* **Source document**:
:::::
Trinitarian theology, exhortation, and the closing with Grace and peace bookends! This book has been a good one to spend a few months soaking in. O that the faith, hope and love exhibited by the Thessalonians could flourish in us as well! If you do not remember how this letter began, see here; it is important to remember this as the first New Testament book written, within twenty years of the resurrection.
How interested were the Thessalonians in the Advent of Christ? Would that zeal lead them to trust false prophets, and then despise all prophets? Would it caution them from trusting any in the first place?
19 Do not quench the Spirit; do not despise prophetic utterances (or gifts). Leon Morris puts forth another way to understand this: do not put out the Spirit’s fire.
:::::
* **Source material**:
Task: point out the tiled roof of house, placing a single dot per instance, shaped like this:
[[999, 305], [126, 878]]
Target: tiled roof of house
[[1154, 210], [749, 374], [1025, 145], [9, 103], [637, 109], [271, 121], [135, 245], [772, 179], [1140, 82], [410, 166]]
:::::
* **Work to complete**:
1. From the Thessalonians text above the material, please reproduce the passage beginning at the words "How interested were" and stopping after "the first place?".
2. Answer these from the Thessalonians text that precedes the material:
(a) How long has the writer spent with this book?
(b) According to the text, what is important to remember about when the letter was written?
(c) Whose alternative reading of "Do not quench the Spirit" does the text cite, and what is that reading?
3. Name every quality that the Thessalonians text says the Thessalonians exhibited.

* **Solutions to the tasks**:
1.
How interested were the Thessalonians in the Advent of Christ? Would that zeal lead them to trust false prophets, and then despise all prophets? Would it caution them from trusting any in the first place?

2.
(a) A few months.
(b) It was the first New Testament book written, within twenty years of the resurrection.
(c) Leon Morris's: do not put out the Spirit's fire.

3. Faith, hope, love